-- EXTRAIT DU DOCUMENT --
En l'espèce, les appelantes s'appuient sur les analyses du cabinet RBB qui procède à partir de données empiriques sur les supermarchés Cora et Match à une comparaison sur une période considérée comme affectée par l'entente soit d'octobre 2007 à décembre 2015 incluant la quasi-totalité des produits MDD achetés par elles, avec des périodes de référence considérées comme concurrentielles soit de janvier 2007 à septembre 2007 puis de janvier 2016 à octobre 2016. Il s'en dégage un surcoût dans leurs prix d'achat aux fabricants (rapport récapitulatif RBB : pièce 5 de Cora et Match, tableau en page 51 sur les résultats des analyses économétriques), comme suit:
- de 7,3 % pour Cora et 8,3 % pour Match : d'octobre 2007 à aout 2009, et d’octobre 2010 à février 2012 (1re et 2nde phases entente)
- de 5,3 % pour Cora et de 7,2 % pour Match : de septembre 2009 à septembre 2010 ("guerre des prix")
- de 4,8 % pour Cora et de 4,3 % pour Match : de février 2012 à décembre 2015 (période d'inertie post-cartel)
Le choix des dates effectuées par le cabinet RBB pour les périodes dites "affectées" par le cartel et celles "de référence" (c'est à dire concurrentielles) sont contestées par les intimées qui font valoir essentiellement que:
- les périodes choisies ne correspondent pas à celles retenues par la Décision,
- la période dite de "guerre des prix" par la Décision ne peut être retenue comme une "période affectée" car elle correspond à une période où la société Novandie (faisant partie de l'entente) a initié une politique de prix très agressive à l'égard de ses concurrents sur le marché concerné, ce qui a troublé l'entente,
- la période d'inertie fixée de février 2012 jusqu'en décembre 2015 n'est pas crédible car trop longue.
Il convient de rappeler que l'Autorité de la concurrence dans sa Décision a défini trois phases dans la période durant laquelle les pratiques anticoncurrentielles ont eu lieu :
- 1re phase de décembre 2006 à août 2009 : entente sur une augmentation des prix,
- 2e phase de septembre 2009 à juin 2010 : "guerre des prix" (conflit commercial entre Novandis et Senoble),
- 3e phase de juillet 2010 à février 2012 : entente sur les volumes et appels d'offres principalement mais aussi sur des augmentations de prix courant 2011.
Il en résulte que si les périodes dites "affectées" choisies par le cabinet RBB pour étudier les effets de l'entente sur les situations respectives des supermarchés Cora et Match ne correspondent pas exactement à la période des pratiques illicites, elles sont bien comprises dans la période dite d'entente fixée par la Décision. L'étude RBB explique son choix de reculer la date de début de la période affectée de quelques mois en relevant à bon escient que les périodes de 2007 à 2009 correspondent très probablement aux effets des réunions du cartel s'étant tenues de fin 2006 à 2009 (et notamment à partir des réunions du 8 février 2017 et du 4 juillet 2007 : notes Yoplait mentionnant les demandes de hausses de prix pour Cora : §97 et 98 de la Décision) et ayant décidé d'une augmentation des prix sur le secteur (le cartel correspondant à 90 % des fabricants de produits laitiers frais vendus sous MDD) avec un décalage dans le temps entre les réunions du cartel et les négociations tarifaires effectives.

-- TÂCHE --
Poursuivez l'extrait sur l'analyse du surcoût par le cabinet RBB à partir de sa dernière phrase. Les entrées proviennent d'une autre source que cet extrait.

-- LISTE DES DONNÉES --
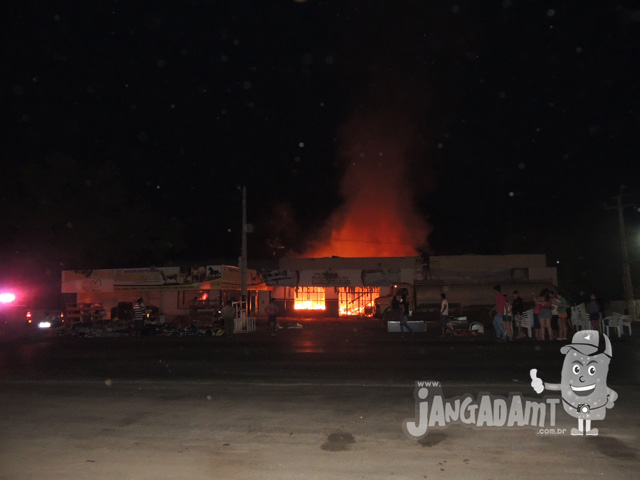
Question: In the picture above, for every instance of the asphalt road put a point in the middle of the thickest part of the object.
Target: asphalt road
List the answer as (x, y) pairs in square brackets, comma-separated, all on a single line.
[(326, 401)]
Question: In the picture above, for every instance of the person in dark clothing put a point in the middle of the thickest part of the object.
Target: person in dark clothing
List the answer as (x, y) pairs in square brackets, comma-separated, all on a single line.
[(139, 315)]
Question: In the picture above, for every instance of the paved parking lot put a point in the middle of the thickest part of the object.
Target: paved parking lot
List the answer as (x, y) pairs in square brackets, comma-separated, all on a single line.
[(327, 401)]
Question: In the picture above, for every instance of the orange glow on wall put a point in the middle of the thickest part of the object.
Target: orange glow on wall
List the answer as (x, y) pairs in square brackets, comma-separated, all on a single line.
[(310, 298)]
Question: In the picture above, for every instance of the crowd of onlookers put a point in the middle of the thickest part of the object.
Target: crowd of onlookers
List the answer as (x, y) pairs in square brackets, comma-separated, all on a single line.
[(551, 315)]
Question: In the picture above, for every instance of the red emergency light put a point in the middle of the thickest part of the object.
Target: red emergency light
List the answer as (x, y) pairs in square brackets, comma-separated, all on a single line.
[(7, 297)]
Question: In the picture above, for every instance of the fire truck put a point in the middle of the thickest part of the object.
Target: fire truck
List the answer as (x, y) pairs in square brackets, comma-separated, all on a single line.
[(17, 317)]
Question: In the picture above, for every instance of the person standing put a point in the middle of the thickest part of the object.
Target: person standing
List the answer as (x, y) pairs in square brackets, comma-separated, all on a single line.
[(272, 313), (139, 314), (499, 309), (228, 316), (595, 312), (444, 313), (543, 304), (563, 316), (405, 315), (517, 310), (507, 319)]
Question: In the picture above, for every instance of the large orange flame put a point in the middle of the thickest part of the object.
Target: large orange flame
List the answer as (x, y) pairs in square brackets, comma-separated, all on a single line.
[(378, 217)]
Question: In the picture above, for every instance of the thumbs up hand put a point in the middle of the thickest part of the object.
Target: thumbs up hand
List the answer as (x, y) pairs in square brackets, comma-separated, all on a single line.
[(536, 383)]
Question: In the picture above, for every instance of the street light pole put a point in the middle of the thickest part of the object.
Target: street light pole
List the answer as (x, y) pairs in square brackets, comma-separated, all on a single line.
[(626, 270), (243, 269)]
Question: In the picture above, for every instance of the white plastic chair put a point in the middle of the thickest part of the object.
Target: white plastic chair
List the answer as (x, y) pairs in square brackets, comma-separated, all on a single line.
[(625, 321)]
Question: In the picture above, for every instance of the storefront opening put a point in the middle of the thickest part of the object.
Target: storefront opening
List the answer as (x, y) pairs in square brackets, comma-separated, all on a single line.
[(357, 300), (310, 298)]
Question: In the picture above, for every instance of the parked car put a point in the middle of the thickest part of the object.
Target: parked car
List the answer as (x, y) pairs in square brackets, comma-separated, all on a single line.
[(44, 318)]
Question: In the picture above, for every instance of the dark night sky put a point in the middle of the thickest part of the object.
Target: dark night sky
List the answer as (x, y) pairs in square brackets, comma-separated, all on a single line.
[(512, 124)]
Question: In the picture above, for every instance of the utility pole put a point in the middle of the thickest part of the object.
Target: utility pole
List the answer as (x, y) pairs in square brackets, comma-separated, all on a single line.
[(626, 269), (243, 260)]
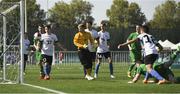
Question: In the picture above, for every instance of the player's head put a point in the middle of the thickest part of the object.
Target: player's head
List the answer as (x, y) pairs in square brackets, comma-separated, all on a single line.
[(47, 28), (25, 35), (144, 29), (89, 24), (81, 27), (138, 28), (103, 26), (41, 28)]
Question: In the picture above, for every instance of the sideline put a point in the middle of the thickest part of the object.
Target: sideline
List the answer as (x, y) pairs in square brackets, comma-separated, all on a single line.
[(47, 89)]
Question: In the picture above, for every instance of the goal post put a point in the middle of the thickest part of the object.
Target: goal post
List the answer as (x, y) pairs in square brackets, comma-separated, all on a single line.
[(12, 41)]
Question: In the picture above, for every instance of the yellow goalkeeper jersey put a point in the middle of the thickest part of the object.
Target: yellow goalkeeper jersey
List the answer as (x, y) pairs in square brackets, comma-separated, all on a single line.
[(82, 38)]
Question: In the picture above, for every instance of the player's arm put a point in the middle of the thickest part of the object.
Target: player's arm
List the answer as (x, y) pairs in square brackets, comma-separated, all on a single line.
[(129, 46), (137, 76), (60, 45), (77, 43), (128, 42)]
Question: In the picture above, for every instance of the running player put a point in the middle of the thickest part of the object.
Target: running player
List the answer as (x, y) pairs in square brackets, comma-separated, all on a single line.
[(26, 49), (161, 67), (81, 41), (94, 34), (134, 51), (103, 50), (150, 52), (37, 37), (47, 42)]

--

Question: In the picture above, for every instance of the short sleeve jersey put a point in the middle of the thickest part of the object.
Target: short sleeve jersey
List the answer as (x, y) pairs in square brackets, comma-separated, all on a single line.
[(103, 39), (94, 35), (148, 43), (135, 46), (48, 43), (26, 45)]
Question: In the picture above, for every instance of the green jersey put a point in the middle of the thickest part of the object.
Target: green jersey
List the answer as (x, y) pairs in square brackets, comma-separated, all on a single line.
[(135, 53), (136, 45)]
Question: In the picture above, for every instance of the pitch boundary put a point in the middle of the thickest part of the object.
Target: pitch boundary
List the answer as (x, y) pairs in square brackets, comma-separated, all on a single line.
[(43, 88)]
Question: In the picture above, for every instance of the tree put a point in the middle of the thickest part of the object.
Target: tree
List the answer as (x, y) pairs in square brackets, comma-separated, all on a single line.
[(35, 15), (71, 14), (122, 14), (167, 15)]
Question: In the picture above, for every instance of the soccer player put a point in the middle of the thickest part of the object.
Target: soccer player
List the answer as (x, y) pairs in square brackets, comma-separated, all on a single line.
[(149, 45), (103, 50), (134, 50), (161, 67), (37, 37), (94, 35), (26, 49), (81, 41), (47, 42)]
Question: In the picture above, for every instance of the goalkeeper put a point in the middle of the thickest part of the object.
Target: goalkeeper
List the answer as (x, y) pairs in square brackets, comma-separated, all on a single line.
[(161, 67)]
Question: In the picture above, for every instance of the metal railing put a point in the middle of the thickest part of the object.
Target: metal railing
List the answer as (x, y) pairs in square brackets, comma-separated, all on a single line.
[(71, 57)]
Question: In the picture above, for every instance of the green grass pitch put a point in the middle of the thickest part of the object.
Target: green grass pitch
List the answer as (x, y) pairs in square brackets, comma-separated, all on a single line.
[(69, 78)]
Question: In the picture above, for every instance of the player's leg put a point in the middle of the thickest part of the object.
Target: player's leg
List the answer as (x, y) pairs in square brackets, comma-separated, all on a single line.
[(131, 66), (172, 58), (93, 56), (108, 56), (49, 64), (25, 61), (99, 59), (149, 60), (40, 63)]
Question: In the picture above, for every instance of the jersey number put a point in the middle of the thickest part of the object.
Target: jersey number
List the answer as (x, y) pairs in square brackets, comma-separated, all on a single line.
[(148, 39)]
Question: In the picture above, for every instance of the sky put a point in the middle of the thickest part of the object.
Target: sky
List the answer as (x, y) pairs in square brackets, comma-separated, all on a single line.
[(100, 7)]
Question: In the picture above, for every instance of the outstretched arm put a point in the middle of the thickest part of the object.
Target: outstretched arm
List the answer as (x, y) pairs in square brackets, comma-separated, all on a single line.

---

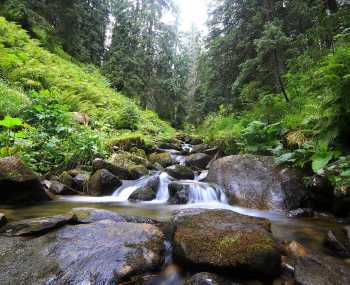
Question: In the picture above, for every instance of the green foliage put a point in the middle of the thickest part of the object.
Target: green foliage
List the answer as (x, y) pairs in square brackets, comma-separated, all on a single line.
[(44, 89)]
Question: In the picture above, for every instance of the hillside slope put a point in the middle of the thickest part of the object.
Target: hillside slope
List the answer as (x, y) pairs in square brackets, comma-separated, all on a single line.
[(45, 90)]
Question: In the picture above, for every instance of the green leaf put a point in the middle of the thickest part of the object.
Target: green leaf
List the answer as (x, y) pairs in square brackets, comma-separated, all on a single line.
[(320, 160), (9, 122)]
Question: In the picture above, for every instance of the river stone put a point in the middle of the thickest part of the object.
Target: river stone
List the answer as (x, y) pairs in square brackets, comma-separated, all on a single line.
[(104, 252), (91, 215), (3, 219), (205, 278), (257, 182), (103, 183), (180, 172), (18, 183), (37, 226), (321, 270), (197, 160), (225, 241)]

-- CORRIGÉ --
Il ressort également de la Décision que des demandes de hausses de prix concertées ont été décidées par les cartellistes courant 2011 (notamment réunions du 4 janvier 2011 et du 22 juin 2011 mentionnant des demandes de hausses de prix pour Cora/Match: §103 et §113 de la Décision).
Cela est confirmé par les lettres de demande d'augmentation de leurs tarifs en 2010 et 2011 de la part de Novandie, Senagral (devenue Eurial) et LNUF MDD reçues par la centrale d'achat de Cora et de Match produites aux débats (pièces 11 à 15 de Cora et Match). Même s'il convient de prendre en compte comme le relèvent les sociétés Eurial et Novandie, le fait qu'une demande d'augmentation des fabricants n'est pas toujours effective du fait du fort pouvoir de négociation des distributeurs de grande surface, néanmoins, ce pouvoir de négociation se trouve affaibli en période d'entente qui lie la quasi-totalité (90 %) des fabricants du secteur concerné.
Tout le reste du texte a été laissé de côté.